(Texto de leitura):
※ ※ ※
Talvez alguns de vós tenham ouvido falar da grande história de Sixto Rodriguez, poeta e cantor folk do submundo americano, que se tornou um fenómeno de culto na África do Sul sem o saber.


O documentário Searching for sugar man acompanha a viagem de dois sul-africanos em busca desta mítica figura. Neste filme, que aconselho a todos, conhecemos a história de um homem que fora completamente esquecido na sua terra, mas que era adorado sem saber por milhares de fãs do outro lado do mundo.


Mais do que adorado, Rodrigues acabou por se tornar um símbolo do movimento anti-apartheid. Tudo enquanto vivia uma vida humilde nas sombras, trabalhando na construção civil. Quem não viu o filme permita-me este spoiler, que é demasiado bom para não partilhar: não só os dois amigos conseguem, de facto, encontrar Rodriguez como a sua descoberta irá culminar, em 1998, num grande concerto em África do Sul onde o artista se dirige ao público com as palavras “thanks for keeping me alive”.


Esta é uma daquelas histórias de encher o coração que são tão raras na vida real que, quando acontecem, têm que ser contadas a todo o mundo.

O reconhecimento dos artistas é tantas vezes uma questão de pura aleatoriedade… Por acaso, houve dois amigos que decidiram juntar-se nesta busca e tinham meios para a concretizar. Mas se não tivessem, Rodriguez iria morrer sem nunca saber o quanto foi amado, o quanto a sua música mexeu com as pessoas. Quantos Rodriguez terão sido esquecidos ao longo da história?


Hoje, irei contar-vos a história de José Pinhal, um músico de Matosinhos que, nos anos 80, se tornou um ícone da música popular portuguesa. Teve uma morte precoce e foi rapidamente esquecido, mas porque alguém encontrou por acaso uma cassete sua no lixo de um estúdio, voltou à vida para se tornar um fenómeno de culto. Será um Sixto Rodriguez português em ponto pequeno, com a triste diferença de que não viveu para ver a sua redescoberta.


José Pinhal tocava principalmente em boates e discotecas, o seu habitat natural era a noite do Porto. Sabe-se muito pouco sobre a sua vida e sobre o que lhe aconteceu depois do seu sucesso efémero, mas o documentário A vida dura muito pouco (2020) ajuda-nos a conhecer um pouco mais sobre esta mítica figura.
※ ※ ※
Entradas do conjunto de dados de anotação:
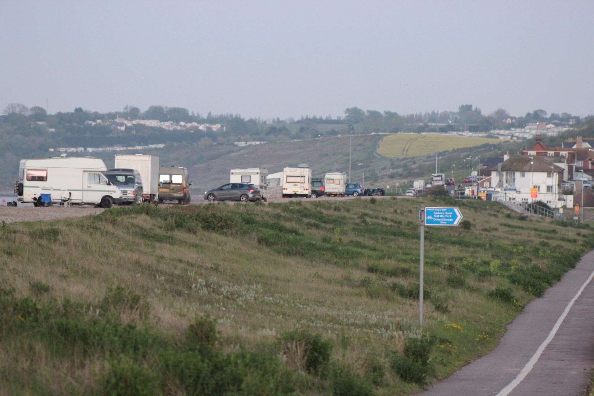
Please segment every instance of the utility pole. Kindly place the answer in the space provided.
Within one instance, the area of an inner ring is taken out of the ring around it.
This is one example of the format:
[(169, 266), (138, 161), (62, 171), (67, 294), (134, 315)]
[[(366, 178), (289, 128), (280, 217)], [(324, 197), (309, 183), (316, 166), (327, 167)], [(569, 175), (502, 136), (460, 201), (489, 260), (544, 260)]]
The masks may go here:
※ ※ ※
(Requisitos do exercício):
[A] Segundo o texto de leitura, onde tocava principalmente José Pinhal?
[B] Por favor, apresenta como tabela Markdown, com as colunas N.º e Linha, tudo o que vai do início dos registos até à linha que contém "260), (544, 260)]]", ambas incluídas. Omite as linhas em branco e deixa as imagens de fora.
Os registos não têm qualquer relação com o texto de leitura.

(Resolução dos problemas):
[A] Em boates e discotecas.

[B]
| N.º | Linha |
|---|---|
| 1 | Please segment every instance of the utility pole. Kindly place the answer in the space provided. |
| 2 | Within one instance, the area of an inner ring is taken out of the ring around it. |
| 3 | This is one example of the format: |
| 4 | [(169, 266), (138, 161), (62, 171), (67, 294), (134, 315)] |
| 5 | [[(366, 178), (289, 128), (280, 217)], [(324, 197), (309, 183), (316, 166), (327, 167)], [(569, 175), (502, 136), (460, 201), (489, 260), (544, 260)]] |